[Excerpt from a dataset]
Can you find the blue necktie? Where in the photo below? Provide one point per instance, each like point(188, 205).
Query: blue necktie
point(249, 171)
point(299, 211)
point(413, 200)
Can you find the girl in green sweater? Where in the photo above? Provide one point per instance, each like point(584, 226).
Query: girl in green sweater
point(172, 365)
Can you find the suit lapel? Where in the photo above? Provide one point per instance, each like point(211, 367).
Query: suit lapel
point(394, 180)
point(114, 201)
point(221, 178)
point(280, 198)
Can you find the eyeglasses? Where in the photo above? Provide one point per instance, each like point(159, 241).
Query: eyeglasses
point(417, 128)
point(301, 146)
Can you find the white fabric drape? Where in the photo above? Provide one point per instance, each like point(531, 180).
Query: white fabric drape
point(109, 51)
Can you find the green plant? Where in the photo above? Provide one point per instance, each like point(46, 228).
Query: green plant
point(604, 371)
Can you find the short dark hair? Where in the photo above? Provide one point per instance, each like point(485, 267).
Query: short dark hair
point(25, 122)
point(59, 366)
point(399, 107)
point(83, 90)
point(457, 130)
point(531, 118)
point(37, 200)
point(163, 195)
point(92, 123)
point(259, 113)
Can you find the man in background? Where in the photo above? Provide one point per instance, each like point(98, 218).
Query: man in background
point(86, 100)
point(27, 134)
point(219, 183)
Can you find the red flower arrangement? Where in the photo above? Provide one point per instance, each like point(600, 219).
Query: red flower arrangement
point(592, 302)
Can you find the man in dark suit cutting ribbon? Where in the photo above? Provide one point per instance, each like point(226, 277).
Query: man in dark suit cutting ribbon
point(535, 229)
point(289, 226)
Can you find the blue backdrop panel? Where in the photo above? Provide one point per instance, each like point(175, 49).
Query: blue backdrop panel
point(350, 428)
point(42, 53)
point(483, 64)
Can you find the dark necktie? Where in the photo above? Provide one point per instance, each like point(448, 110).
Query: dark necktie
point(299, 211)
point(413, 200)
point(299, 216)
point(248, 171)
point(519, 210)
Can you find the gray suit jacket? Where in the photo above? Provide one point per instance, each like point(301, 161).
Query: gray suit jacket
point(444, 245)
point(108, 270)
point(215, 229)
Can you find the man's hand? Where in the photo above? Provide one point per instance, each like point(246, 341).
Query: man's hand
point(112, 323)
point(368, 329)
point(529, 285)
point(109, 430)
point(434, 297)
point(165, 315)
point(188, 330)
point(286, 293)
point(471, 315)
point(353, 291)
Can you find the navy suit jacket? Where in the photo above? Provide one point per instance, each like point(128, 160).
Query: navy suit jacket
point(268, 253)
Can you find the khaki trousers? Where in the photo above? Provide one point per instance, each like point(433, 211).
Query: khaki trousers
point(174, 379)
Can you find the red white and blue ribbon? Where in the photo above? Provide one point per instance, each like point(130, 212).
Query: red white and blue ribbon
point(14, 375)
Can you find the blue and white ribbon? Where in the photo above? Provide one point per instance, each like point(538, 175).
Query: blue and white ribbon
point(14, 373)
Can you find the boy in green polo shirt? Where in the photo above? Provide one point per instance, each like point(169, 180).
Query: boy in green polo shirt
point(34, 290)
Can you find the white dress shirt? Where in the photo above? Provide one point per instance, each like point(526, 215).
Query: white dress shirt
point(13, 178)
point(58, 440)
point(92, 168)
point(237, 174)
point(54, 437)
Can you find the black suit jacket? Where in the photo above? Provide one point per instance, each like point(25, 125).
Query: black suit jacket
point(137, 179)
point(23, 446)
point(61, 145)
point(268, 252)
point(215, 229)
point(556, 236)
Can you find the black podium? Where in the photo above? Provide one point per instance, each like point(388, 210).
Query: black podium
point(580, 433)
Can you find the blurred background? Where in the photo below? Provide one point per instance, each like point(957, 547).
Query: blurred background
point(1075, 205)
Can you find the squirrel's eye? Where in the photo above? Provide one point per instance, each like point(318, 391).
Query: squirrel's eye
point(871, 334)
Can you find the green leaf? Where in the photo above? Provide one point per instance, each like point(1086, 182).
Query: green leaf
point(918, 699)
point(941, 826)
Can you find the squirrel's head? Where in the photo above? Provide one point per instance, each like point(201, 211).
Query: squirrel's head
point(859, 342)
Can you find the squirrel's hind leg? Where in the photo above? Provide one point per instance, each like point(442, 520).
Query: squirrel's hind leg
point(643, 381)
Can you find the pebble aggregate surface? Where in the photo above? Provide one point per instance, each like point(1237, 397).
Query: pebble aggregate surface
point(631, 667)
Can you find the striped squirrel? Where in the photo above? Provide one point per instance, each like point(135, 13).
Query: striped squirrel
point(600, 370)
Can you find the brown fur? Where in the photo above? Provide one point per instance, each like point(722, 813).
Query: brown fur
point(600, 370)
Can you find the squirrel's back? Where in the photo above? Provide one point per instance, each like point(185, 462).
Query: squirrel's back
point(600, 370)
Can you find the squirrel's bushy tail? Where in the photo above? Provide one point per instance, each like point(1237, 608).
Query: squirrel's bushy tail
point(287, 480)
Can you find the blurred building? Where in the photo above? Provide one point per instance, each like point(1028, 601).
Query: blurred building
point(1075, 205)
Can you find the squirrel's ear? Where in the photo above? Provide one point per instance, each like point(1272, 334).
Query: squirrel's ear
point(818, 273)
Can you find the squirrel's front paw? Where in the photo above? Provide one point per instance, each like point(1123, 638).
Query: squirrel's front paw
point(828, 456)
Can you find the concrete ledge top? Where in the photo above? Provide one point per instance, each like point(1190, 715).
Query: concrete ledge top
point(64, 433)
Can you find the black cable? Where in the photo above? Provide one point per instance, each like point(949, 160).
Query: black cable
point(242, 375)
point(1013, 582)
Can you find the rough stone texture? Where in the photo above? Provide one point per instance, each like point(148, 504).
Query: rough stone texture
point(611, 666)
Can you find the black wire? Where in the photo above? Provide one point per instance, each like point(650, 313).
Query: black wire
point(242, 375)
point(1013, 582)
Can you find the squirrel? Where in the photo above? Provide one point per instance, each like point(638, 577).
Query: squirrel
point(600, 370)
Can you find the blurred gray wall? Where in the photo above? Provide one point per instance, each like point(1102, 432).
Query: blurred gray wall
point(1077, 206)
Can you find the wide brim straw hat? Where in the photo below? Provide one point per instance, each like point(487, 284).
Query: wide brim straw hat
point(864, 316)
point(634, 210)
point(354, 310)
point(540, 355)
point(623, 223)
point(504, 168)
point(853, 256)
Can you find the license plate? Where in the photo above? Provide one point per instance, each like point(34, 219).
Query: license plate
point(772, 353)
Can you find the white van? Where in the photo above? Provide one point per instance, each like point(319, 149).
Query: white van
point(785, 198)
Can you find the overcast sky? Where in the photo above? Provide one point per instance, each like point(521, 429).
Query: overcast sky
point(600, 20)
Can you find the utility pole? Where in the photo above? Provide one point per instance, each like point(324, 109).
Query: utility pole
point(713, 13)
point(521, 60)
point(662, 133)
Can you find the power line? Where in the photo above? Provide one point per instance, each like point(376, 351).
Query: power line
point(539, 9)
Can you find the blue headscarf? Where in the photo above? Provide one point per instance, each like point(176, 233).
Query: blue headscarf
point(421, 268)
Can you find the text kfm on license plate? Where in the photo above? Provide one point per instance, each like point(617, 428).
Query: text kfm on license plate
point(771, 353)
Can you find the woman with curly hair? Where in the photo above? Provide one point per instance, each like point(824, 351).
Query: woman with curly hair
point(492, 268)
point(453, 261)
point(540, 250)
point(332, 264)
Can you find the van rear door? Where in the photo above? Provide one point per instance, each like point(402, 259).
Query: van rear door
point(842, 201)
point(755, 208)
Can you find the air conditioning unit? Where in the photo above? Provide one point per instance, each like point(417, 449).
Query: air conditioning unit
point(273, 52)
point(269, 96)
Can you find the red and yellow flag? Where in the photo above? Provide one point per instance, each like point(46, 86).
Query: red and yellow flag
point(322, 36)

■ **Work required**
Can you repeat, word for word, the stretch of entries above from the line containing "Can you find the squirrel's head?" through the line containing "point(643, 381)", including both of those lines?

■ **Answer to the problem**
Can you find the squirrel's head? Where in the photo above? Provide one point per instance, each like point(201, 211).
Query: squirrel's head
point(859, 342)
Can you find the squirrel's hind leg? Where in the photo above? Provide one point per instance, each like point(442, 520).
Query: squirrel's hind leg
point(643, 381)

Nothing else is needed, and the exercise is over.